* The problem
Present all of the material below as a numbered list, leaving out any blank lines.

(Records from a data collection)

• • • •

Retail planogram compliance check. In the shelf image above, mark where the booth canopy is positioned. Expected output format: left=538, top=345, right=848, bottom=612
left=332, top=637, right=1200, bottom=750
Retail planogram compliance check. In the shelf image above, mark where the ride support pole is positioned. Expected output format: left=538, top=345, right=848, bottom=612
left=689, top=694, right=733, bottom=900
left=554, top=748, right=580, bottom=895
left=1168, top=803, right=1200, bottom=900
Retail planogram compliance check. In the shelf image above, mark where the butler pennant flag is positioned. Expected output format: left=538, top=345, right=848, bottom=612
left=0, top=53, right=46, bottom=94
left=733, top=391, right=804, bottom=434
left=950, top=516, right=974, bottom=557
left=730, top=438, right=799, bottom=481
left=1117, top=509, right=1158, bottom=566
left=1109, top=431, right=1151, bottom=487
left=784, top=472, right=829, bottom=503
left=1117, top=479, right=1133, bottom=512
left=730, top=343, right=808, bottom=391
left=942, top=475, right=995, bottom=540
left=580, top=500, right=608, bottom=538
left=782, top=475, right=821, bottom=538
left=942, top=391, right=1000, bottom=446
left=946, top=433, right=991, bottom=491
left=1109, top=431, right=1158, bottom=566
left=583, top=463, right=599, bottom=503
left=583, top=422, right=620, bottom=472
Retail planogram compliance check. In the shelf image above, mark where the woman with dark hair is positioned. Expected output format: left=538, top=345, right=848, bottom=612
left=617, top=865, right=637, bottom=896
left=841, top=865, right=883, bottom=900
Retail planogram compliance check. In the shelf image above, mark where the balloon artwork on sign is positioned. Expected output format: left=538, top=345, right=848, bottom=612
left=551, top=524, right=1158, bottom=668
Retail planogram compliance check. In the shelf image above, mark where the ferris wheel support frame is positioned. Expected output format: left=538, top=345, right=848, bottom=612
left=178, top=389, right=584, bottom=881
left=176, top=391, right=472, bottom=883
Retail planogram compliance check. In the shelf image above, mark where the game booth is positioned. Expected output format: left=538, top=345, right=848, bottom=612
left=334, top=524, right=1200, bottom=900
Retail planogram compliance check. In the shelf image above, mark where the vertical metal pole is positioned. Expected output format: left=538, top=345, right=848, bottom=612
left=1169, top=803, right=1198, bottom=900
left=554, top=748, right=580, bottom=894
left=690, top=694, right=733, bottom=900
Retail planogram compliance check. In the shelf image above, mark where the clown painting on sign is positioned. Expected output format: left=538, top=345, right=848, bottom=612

• • • •

* Reply
1. Retail planogram compliance check. In the shelf image above, mark where the booth canopy is positioned. Expected output format: left=538, top=345, right=848, bottom=612
2. left=332, top=637, right=1200, bottom=750
3. Retail planogram compliance check. In the shelf image above, mark where the ride support pole is positioned. Expected output format: left=538, top=345, right=848, bottom=612
4. left=689, top=694, right=733, bottom=900
5. left=554, top=748, right=580, bottom=895
6. left=1168, top=803, right=1200, bottom=900
7. Retail planogram compliance check. In the shelf image above, mark where the butler pennant flag is positioned. Expected output format: left=538, top=345, right=848, bottom=612
8. left=0, top=53, right=46, bottom=94
9. left=733, top=391, right=804, bottom=434
10. left=950, top=516, right=974, bottom=557
11. left=730, top=438, right=799, bottom=481
12. left=1117, top=509, right=1158, bottom=566
13. left=1109, top=431, right=1151, bottom=487
14. left=784, top=472, right=829, bottom=503
15. left=1117, top=479, right=1133, bottom=512
16. left=730, top=343, right=808, bottom=391
17. left=942, top=475, right=995, bottom=540
18. left=580, top=500, right=608, bottom=538
19. left=782, top=475, right=821, bottom=538
20. left=942, top=391, right=1000, bottom=446
21. left=946, top=433, right=991, bottom=491
22. left=1109, top=431, right=1158, bottom=566
23. left=583, top=463, right=599, bottom=503
24. left=583, top=422, right=620, bottom=472
25. Retail planogram compliance check. In the shelf image above, mark where the woman with dark hair is positioned. Expected output format: left=538, top=345, right=848, bottom=612
26. left=617, top=865, right=637, bottom=896
27. left=841, top=865, right=883, bottom=900
28. Retail planogram compliance check. In the shelf image above, mark where the balloon artwork on sign is positioned. Expected output format: left=538, top=345, right=848, bottom=612
29. left=551, top=524, right=1158, bottom=668
30. Retail planogram compliance check. In the shelf image above, mark where the ferris wheel support frame is positioned. Expected output format: left=538, top=345, right=848, bottom=612
31. left=178, top=389, right=584, bottom=881
32. left=176, top=391, right=472, bottom=883
33. Retail planogram compliance check. In the shelf image above, mark where the game booth is positioned. Expected output format: left=538, top=345, right=848, bottom=612
34. left=334, top=524, right=1200, bottom=900
35. Retail planogram compliance check. In the shelf image above, mark where the vertical metal pole is positioned. Expected output format: left=538, top=345, right=848, bottom=612
36. left=1169, top=803, right=1198, bottom=900
37. left=554, top=748, right=580, bottom=894
38. left=690, top=694, right=733, bottom=900
39. Retail planogram compliance check. In the shelf image above, mark where the clown painting on sign is positioned. Expected output format: left=538, top=345, right=848, bottom=612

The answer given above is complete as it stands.